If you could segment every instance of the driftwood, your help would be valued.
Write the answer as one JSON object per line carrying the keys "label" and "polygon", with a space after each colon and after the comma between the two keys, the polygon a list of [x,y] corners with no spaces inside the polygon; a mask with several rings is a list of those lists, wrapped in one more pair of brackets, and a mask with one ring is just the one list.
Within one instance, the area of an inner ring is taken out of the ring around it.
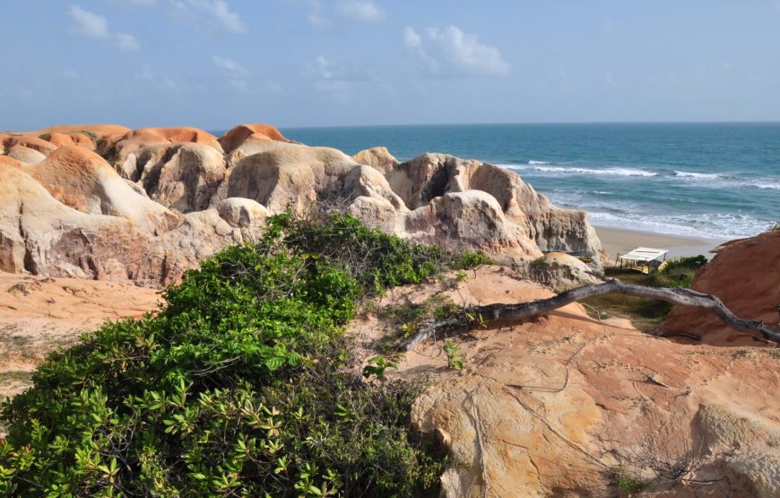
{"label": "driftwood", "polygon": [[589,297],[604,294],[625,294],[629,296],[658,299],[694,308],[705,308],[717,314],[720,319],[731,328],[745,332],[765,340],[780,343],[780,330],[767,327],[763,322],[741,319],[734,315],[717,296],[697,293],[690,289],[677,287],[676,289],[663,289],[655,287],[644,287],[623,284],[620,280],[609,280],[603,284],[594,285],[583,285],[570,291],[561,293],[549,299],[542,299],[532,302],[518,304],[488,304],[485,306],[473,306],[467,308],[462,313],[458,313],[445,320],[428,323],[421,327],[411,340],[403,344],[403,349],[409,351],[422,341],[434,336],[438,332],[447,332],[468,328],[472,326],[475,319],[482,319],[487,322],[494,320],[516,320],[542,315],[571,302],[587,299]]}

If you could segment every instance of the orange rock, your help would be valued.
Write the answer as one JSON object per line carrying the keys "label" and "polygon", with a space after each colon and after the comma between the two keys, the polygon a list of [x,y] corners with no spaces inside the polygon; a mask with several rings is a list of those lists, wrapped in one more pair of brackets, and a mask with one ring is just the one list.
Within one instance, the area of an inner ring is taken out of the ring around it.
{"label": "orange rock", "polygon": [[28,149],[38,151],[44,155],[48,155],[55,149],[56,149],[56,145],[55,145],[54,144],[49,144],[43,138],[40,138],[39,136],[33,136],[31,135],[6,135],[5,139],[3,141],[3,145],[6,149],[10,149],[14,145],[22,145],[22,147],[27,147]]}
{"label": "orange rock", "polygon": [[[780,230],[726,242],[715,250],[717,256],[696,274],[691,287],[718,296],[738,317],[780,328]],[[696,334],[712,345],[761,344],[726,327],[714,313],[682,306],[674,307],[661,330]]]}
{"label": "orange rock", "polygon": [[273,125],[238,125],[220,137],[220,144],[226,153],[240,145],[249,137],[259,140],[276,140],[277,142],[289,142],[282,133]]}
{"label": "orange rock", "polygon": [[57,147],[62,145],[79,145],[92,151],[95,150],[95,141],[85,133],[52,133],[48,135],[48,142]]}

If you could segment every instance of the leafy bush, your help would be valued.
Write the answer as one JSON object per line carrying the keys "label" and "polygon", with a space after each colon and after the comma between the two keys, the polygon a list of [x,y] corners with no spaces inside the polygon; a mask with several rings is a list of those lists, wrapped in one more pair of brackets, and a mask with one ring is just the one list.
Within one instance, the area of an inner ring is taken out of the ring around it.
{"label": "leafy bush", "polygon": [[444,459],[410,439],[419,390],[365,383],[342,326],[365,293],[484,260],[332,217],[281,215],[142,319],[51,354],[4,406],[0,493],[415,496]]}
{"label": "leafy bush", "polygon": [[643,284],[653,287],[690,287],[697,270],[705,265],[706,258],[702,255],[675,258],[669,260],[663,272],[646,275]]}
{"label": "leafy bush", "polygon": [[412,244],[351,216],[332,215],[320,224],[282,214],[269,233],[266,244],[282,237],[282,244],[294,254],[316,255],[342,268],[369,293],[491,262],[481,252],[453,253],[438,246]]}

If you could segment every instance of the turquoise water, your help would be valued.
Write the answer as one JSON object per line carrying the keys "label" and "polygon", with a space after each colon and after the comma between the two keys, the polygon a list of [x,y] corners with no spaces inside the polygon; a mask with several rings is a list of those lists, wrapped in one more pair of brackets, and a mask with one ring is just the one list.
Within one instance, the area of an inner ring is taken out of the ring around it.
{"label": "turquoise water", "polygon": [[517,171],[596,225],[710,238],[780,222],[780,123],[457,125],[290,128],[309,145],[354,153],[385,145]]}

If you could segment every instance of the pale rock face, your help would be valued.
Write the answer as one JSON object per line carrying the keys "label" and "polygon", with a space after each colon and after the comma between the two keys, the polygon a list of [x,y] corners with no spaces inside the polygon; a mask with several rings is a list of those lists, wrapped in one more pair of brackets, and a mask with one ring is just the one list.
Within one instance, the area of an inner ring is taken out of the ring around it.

# # # # #

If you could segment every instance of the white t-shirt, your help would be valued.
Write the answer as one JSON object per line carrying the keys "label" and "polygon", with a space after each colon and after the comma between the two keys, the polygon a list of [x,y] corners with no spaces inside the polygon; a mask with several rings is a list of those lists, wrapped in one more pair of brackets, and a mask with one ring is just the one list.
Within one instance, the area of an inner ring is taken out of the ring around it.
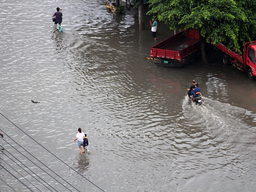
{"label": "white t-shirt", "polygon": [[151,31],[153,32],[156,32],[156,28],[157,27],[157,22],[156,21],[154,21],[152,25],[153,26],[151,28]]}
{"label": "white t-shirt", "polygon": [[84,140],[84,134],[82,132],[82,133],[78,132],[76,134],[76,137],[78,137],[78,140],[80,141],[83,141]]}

# # # # #

— OBJECTIVE —
Extract every line of the material above that contains the string "turquoise", matching case exactly.

— TASK RESPONSE —
If you could segment every instance of the turquoise water, your help would be valued.
{"label": "turquoise water", "polygon": [[517,171],[596,225],[710,238],[780,222],[780,123],[457,125],[290,128],[309,145],[354,153],[385,145]]}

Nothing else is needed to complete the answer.